Needed from the entries below: every line that holds the word "wooden".

▸ **TASK DATA**:

»»

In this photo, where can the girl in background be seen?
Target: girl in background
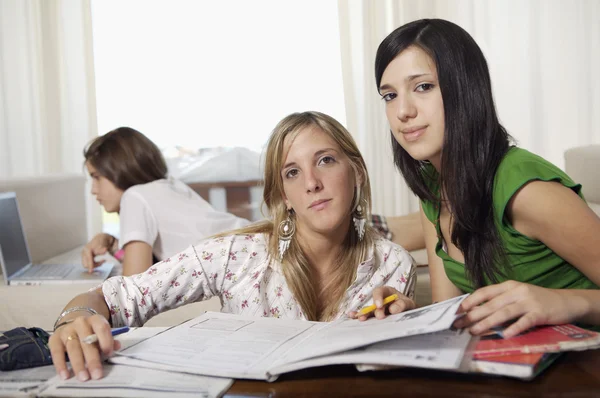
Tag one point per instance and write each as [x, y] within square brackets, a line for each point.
[159, 216]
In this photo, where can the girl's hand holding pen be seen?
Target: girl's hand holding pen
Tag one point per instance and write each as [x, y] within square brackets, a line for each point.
[387, 301]
[85, 358]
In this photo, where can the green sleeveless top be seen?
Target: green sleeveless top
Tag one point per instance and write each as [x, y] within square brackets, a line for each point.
[530, 261]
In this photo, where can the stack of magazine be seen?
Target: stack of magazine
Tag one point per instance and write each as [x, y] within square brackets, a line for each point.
[214, 348]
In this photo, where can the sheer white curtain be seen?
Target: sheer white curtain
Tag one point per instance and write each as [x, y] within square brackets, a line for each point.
[543, 58]
[47, 97]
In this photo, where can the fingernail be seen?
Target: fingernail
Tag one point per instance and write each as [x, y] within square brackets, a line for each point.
[96, 374]
[83, 376]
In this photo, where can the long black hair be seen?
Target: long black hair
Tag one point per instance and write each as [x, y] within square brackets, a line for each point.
[474, 140]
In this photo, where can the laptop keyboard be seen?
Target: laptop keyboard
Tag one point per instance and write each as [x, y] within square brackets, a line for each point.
[48, 271]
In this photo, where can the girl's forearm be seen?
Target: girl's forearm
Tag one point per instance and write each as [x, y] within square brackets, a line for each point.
[81, 306]
[584, 304]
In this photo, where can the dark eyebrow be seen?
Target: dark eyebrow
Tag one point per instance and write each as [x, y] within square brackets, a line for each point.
[407, 79]
[316, 155]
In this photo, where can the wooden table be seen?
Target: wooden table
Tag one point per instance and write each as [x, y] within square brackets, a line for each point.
[576, 374]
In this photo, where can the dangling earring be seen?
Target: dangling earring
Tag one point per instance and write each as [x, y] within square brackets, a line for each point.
[358, 216]
[285, 231]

««

▸ **ANSWER**:
In this photo, where can the wooden table be seen?
Target: wooden table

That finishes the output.